E-mail: dr.haritmanigam@gmail.com
Received 01 February 2018;
Accepted 05 March 2018
doi: 10.15713/ins.ijmdcr.81
 
ABSTRACT
Congenital insensitivity to pain is defined as persistent occurrences of infections and inexplicable fever, anhidrosis (inability to sweat), and lack of response to deleterious stimuli, self-mutilating performance, mental abnormalities, and injuries to oral cavity. This syndrome can be diagnosed by clinical features, and genetic test is considered as a diagnostic tool. The diagnosis of this syndrome should be done earlier to provide greater lifespan to the patient, thus preventing ejections. In the present case, 3-year-old boy came to our department with the chief complaint of shaking upper front teeth for 1 day and his parents gave a history of congenitally absence of pain and temperature sensations since birth.
Keywords: Genetics, pain, self-mutilation
How to cite the article: Nagaraj T, Nigam H, Gogula S, Saxena S. Congenital insensitivity to pain - A rare case report. Int J Med Dent Case Rep 2018;4:1-4
 
 

Introduction

Pain vastly shows shielding effect for the body as it shows a repulsive response causing removal from slightly harmful stimuli that can cause definite or possible tissue destruction. "Congenital insensitivity to pain" is an infrequent ailment, characterized by sensory experience that may be designated as an hostile responsiveness of a harmful provocation or bodily damage.[1] It shows its deleterious effect in various disorders where its late appearance shows life-threatening complications. The striking features of congenital insensitivity to pain are traumatic injury and self-mutilation, and the most frequently involved area are oral which includes teeth, lips, and surrounding structures such as lips, ears, eyes, nose, and fingers.[2,3] In few cases, self-removal of teeth has also been noted. This condition occurs due to deleterious effect on both myelinated and unmyelinated nerve fibers, which is considered by weakened or lacking sensitivity to pain, touch, and pressure on the extremities and other parts of the body without patient awareness of the pain causing burns at high temperatures seen predominantly in children.[4]

Case Report

A 3-year-old male child presented to the department of oral medicine and Radiology with the chief complaint of loose upper front teeth since 1 day, consulted demtist and got splinting done for the same [Figure 1]. In history of presenting illness patient's parents gave history of fall while playing and got hit with cot, bleeding, andmobility was present in the upper front teeth since then they also reported that the patient is insensitive to pain as well as insensitive to hot or cold temperatures and blunt or sharp injuries since birth. Patient's parents gave a history of consanguineous marriage and self-mutilated injuries over legs, hand, lip, tongue, head, and even self-removal of splinting done by the dentist immediately after reaching home [Figure 2]. On extraoral examination, wounds and scars were observed on upper and lower limb and on chin region [Figures 3-5]. The patient gave a history of trauma 2 years back, and middle toe of lower limb appears to be shorter than other toes and absence of nail was noticed [Figure 6]. Another history of trauma was present 1 week back with the right thumb showing healing abraded wound. On intraoral examination, lacerated wound was present on the right and left lateral border of the tongue, corner of the mouth, and on upper and lower labial mucosa. His upper lip appears to be swollen. On hard tissue examination, teeth present were 51, 52, 53, 54, 55, 61, 62, 63, 64, 65, 71, 72, 73, 74, 75, 81, 83, 84, and 85. Physiologic mobility was present in relation to 51 and 61. Ellis class IX fracture was present in relation to 52 and 62. Clinically, 82 was missing, but patient's parents did not gave any history of self-extraction or exfoliation, only space was present in relation to 82. On investigations, intraoral periapical radiograph was taken and 51 was extracted under local anesthesia and splinting was done in relation to 52 and 62 with flowable composite and stainless steel wire.

**What to work on**
a. In the case report on congenital insensitivity to pain, list every body part where the parents reported self-mutilated injuries.
b. Continue the case report on congenital insensitivity to pain from the point where it ends.

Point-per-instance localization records
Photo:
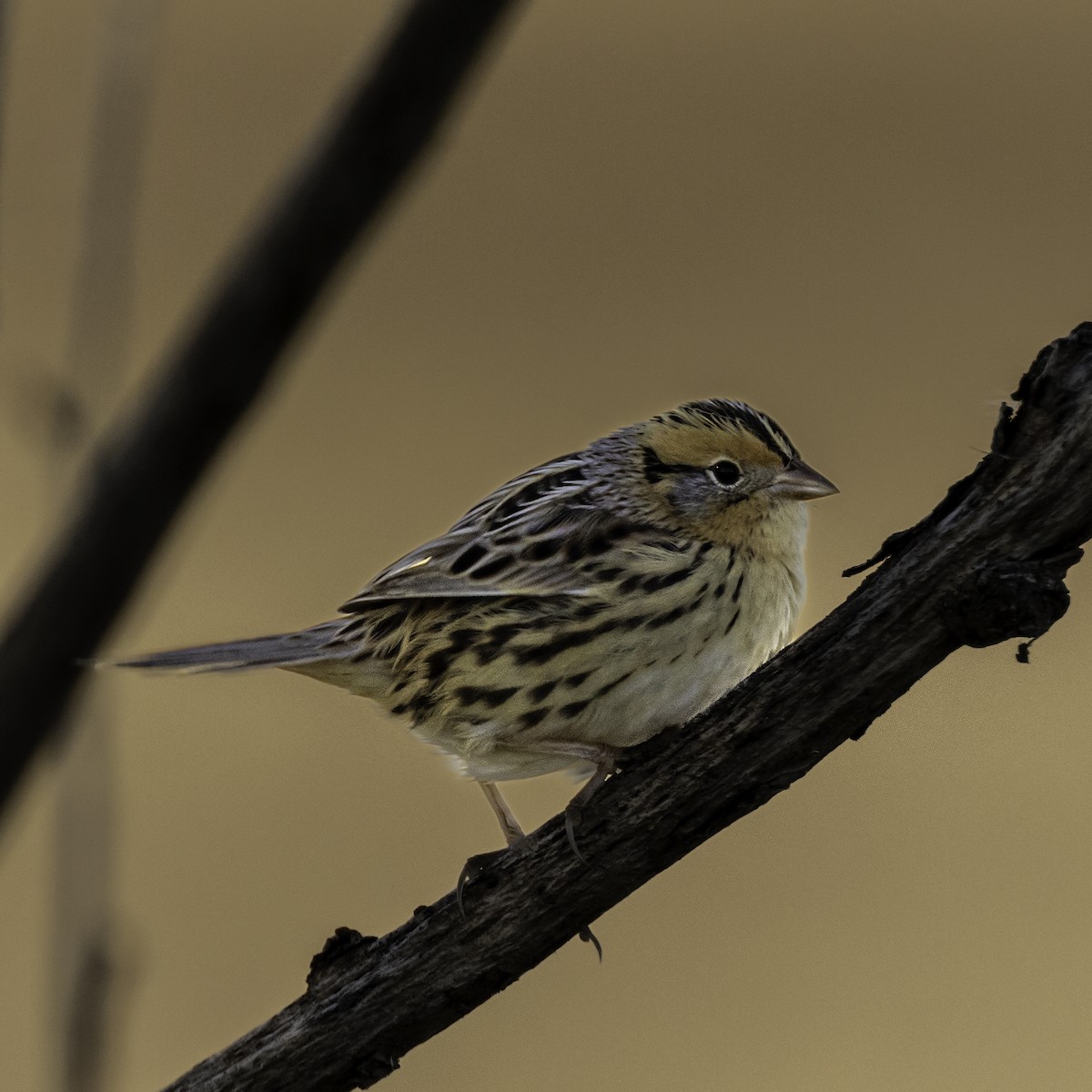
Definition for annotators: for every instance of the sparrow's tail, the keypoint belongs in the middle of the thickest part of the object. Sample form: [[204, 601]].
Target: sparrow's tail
[[281, 650]]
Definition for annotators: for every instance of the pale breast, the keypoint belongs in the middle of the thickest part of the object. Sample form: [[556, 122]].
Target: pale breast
[[660, 658]]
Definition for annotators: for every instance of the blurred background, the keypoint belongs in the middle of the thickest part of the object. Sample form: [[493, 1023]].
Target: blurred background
[[865, 218]]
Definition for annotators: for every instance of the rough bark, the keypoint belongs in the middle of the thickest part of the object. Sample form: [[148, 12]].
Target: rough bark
[[139, 478], [986, 566]]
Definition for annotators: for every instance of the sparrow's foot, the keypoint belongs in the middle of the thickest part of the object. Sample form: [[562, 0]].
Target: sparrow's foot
[[472, 869]]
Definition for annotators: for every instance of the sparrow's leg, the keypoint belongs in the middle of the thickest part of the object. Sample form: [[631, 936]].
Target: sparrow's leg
[[512, 834], [511, 828], [605, 760]]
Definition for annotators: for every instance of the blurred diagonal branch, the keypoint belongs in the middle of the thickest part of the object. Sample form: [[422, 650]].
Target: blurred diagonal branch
[[85, 932], [136, 480], [986, 566]]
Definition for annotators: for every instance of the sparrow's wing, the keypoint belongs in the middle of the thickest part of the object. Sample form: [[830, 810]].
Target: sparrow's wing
[[540, 534]]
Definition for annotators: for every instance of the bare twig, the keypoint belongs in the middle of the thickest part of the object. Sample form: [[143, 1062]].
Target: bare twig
[[986, 566], [104, 288], [136, 480]]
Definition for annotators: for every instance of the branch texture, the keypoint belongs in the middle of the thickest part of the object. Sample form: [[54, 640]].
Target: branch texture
[[987, 565], [140, 476]]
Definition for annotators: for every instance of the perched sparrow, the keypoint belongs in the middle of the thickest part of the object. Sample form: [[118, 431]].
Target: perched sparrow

**Results for each task**
a. Legs, hand, lip, tongue, and head.

b.
 
Its treatment requires a multidisciplinary approach with the specialists involved as pediatrics, orthopedics, dentistry, ophthalmology, and dermatology. Genetic counseling for theparents is of utmost importance. The patient should be treatedwith intravenous antibiotics to reduce infections, hand and footguards to reduce injury, and referred to dentist for the oral guardand ophthalmologist for the evaluation of eyes.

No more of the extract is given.